# COSA SI CHIEDE:
Per favore, estrai l'articolo riportato qui sotto e trascrivilo per intero, senza cambiare nulla.

# ARTICOLO:
·····

A pochi metri, in Via Siracusa, si trova la casa che
Basile junior costruì per sè e la sua famiglia: il
villino Ida, oggi sede della
Soprintendenza ai monumenti. E' una costruzione molto semplice,
arricchita da maioliche colorate in giallo e in blu - i timbri tipici di
questa terra - e da ornamenti in ferro battuto.
Caratteristica dell'arte
nuova e' quella di invadere ogni campo creativo. Dai mobili alle stoffe,
dai gioielli ai vetri, dalla porcellana all'argento: tutto si sottomette
alle esigenze del nuovo gusto. Così troviamo le vetrate realizzate da
Pietro Bevilacqua nella torretta di Villa Caruso progettata da Filippo
La Porta, oppure il mosaico che splende sulla tomba della famiglia
Raccuglia nel cimitero di Sant' Orsola, esempio modernista di arte
funeraria. Ecco inoltre l'eleganza che si esprime in archi, volute,
finte colonnine e capricciose coperture dei
chioschi disseminati in
città: incantano lo sguardo sia i due che incorniciano la facciata del
teatro Massimo - oggi adibiti a tabaccherie - che quello in Piazza Castelnuovo.

·····

# RIGHE DI DATI:
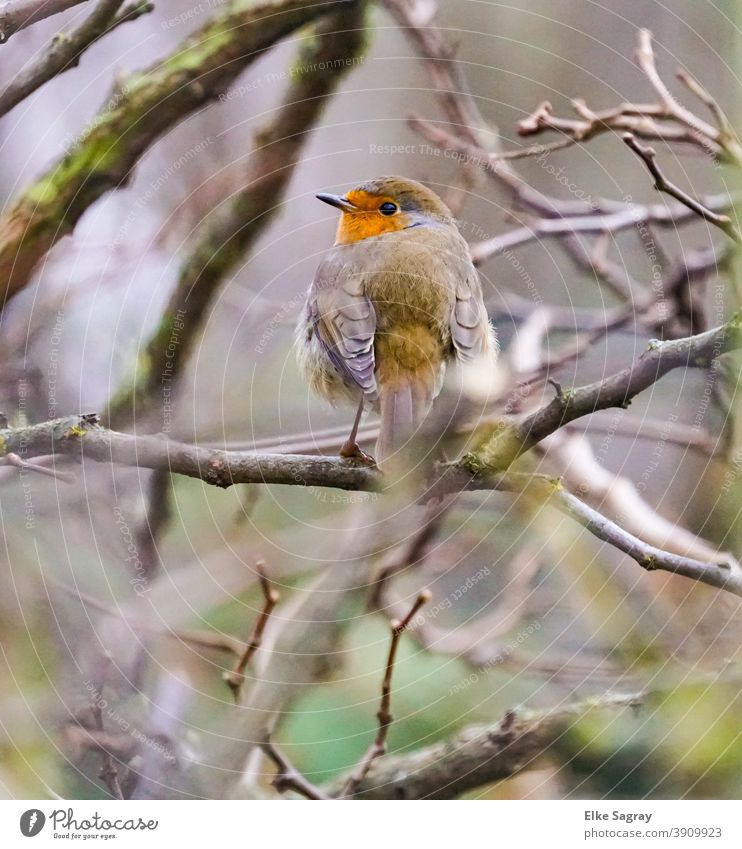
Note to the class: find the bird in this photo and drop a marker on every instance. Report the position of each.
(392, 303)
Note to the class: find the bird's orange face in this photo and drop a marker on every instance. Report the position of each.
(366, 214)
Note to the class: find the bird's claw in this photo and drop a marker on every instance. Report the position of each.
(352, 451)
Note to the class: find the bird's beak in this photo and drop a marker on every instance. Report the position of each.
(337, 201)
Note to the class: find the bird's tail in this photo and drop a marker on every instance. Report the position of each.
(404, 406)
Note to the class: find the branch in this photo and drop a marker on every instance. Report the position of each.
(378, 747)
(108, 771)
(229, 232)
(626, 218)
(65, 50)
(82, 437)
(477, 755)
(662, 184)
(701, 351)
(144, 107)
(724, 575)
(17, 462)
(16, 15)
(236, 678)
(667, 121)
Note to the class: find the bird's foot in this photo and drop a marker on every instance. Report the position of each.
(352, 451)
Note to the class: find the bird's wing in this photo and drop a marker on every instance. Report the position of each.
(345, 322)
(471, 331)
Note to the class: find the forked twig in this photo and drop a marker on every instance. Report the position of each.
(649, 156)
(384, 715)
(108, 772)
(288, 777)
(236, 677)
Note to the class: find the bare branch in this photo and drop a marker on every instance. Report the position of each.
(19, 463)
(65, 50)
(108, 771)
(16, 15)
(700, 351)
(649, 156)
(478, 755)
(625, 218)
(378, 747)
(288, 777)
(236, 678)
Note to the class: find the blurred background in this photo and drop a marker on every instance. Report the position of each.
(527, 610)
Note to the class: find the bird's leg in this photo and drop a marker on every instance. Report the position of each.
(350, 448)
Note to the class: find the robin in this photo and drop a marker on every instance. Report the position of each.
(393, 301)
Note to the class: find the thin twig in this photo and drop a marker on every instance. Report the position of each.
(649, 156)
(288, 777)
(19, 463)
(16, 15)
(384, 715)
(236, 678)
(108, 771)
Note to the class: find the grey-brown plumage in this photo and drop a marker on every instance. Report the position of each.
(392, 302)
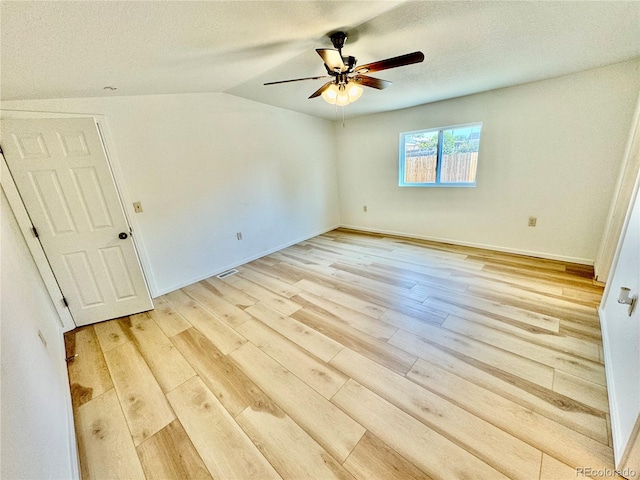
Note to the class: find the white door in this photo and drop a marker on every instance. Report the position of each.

·····

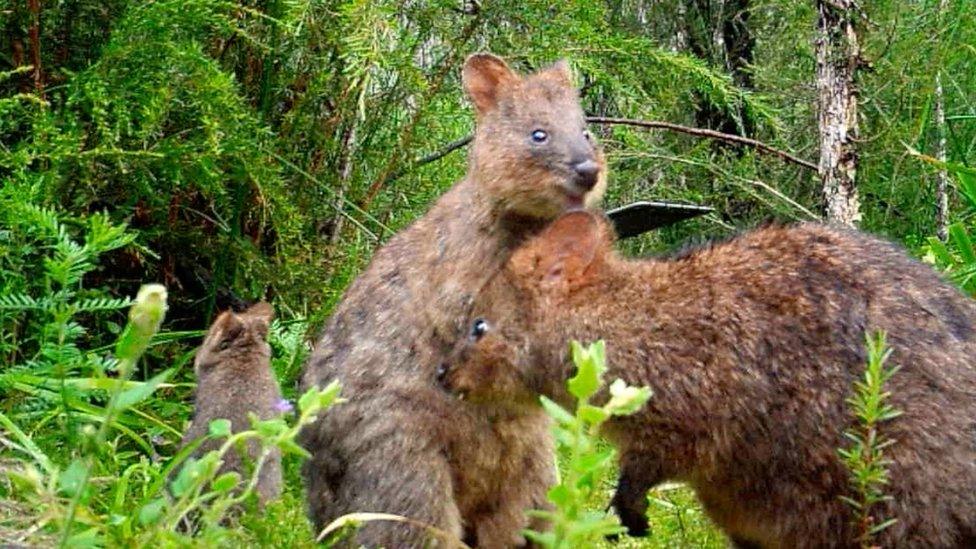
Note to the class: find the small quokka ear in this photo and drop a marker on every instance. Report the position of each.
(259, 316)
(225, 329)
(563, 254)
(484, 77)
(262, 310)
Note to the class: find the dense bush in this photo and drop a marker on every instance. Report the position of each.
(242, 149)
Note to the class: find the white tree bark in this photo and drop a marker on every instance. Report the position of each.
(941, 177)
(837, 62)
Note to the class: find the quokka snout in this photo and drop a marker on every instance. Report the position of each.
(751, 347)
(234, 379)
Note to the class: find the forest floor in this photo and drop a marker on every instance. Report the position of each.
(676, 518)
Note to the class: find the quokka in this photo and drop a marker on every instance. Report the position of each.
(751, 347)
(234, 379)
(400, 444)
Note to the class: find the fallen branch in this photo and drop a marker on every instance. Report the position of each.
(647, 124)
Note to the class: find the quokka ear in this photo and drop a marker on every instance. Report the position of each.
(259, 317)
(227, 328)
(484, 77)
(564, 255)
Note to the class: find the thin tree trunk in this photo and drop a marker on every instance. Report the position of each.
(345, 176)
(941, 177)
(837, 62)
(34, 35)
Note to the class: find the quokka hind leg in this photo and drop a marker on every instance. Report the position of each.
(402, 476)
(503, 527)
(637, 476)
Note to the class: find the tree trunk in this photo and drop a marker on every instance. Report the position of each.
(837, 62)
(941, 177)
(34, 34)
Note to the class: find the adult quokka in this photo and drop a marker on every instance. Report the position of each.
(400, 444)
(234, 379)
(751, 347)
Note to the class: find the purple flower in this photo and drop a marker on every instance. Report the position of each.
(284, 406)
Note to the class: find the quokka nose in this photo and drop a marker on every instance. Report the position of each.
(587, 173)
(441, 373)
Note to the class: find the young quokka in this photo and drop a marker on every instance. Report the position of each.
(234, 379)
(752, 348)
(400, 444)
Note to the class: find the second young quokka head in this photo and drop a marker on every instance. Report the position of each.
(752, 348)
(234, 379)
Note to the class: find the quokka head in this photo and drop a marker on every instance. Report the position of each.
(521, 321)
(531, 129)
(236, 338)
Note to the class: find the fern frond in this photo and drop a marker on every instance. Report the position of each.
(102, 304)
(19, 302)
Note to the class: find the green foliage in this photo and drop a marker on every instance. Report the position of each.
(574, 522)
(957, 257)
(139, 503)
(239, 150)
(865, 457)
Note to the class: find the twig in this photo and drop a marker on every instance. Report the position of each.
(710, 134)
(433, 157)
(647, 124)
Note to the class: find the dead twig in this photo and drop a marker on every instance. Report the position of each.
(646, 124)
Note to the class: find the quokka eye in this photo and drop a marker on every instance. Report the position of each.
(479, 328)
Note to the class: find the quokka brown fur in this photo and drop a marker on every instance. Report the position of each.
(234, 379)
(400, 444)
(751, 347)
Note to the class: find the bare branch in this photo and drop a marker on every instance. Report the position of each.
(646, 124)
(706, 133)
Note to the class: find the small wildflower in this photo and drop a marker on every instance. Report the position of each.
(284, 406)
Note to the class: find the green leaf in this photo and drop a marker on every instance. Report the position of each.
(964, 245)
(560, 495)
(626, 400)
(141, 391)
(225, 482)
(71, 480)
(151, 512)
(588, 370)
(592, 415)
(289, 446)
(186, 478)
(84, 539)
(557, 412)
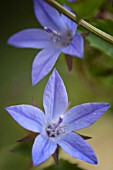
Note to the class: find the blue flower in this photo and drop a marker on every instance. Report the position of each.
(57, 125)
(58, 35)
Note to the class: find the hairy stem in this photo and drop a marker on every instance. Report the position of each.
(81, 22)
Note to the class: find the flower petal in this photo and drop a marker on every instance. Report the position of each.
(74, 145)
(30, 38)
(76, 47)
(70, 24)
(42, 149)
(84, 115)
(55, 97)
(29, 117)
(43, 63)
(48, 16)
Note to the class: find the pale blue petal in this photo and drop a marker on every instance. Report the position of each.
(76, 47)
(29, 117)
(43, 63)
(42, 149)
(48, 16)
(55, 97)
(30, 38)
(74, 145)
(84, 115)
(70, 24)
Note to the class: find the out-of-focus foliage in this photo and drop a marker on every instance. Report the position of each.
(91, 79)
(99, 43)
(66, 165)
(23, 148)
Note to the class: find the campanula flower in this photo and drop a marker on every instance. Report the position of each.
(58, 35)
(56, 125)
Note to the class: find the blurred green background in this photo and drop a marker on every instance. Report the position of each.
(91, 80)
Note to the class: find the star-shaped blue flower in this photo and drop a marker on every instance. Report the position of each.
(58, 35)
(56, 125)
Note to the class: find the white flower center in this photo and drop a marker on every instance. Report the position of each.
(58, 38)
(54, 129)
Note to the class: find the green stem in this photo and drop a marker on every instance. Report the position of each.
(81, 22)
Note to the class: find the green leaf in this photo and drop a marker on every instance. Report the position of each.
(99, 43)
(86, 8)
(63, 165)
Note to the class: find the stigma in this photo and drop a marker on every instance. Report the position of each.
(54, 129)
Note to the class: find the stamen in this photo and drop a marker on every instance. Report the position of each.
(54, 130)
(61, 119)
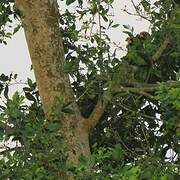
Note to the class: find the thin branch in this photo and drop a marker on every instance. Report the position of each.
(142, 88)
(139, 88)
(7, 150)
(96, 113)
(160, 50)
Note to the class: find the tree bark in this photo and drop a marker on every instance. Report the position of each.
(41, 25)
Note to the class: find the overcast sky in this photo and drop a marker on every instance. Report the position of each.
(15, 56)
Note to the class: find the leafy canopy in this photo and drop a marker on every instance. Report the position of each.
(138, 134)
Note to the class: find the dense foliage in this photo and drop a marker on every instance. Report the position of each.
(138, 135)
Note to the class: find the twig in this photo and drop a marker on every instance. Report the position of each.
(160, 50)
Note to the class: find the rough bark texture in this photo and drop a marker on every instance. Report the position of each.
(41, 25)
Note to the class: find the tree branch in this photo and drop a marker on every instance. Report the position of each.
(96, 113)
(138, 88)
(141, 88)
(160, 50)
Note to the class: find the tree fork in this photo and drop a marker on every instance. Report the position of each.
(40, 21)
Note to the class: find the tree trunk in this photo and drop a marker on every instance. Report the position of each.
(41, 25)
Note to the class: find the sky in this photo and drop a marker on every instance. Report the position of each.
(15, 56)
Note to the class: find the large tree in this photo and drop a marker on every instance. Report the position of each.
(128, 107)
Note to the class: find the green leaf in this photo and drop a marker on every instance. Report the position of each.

·····

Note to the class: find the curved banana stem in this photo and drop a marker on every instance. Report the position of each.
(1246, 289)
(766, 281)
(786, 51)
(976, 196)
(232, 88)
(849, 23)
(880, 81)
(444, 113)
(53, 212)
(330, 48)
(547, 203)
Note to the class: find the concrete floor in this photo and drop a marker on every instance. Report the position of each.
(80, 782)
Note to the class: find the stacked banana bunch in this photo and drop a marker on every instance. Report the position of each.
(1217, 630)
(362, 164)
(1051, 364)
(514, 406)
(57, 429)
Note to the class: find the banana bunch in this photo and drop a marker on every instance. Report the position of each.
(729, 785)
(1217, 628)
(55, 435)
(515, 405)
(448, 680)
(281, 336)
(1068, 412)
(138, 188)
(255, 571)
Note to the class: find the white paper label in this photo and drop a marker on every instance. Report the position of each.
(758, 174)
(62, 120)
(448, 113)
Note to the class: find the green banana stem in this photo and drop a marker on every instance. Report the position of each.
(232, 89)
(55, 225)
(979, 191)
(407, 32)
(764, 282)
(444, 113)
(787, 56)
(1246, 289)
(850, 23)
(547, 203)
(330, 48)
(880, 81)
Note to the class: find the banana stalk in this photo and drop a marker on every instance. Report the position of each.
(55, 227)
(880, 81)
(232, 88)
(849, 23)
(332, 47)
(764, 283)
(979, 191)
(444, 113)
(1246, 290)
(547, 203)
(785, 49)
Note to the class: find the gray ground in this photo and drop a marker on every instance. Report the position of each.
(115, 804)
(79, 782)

·····

# RISPOSTA COMPLETA:
A pochi metri, in Via Siracusa, si trova la casa che
Basile junior costruì per sè e la sua famiglia: il
villino Ida, oggi sede della
Soprintendenza ai monumenti. E' una costruzione molto semplice,
arricchita da maioliche colorate in giallo e in blu - i timbri tipici di
questa terra - e da ornamenti in ferro battuto.
Caratteristica dell'arte
nuova e' quella di invadere ogni campo creativo. Dai mobili alle stoffe,
dai gioielli ai vetri, dalla porcellana all'argento: tutto si sottomette
alle esigenze del nuovo gusto. Così troviamo le vetrate realizzate da
Pietro Bevilacqua nella torretta di Villa Caruso progettata da Filippo
La Porta, oppure il mosaico che splende sulla tomba della famiglia
Raccuglia nel cimitero di Sant' Orsola, esempio modernista di arte
funeraria. Ecco inoltre l'eleganza che si esprime in archi, volute,
finte colonnine e capricciose coperture dei
chioschi disseminati in
città: incantano lo sguardo sia i due che incorniciano la facciata del
teatro Massimo - oggi adibiti a tabaccherie - che quello in Piazza Castelnuovo.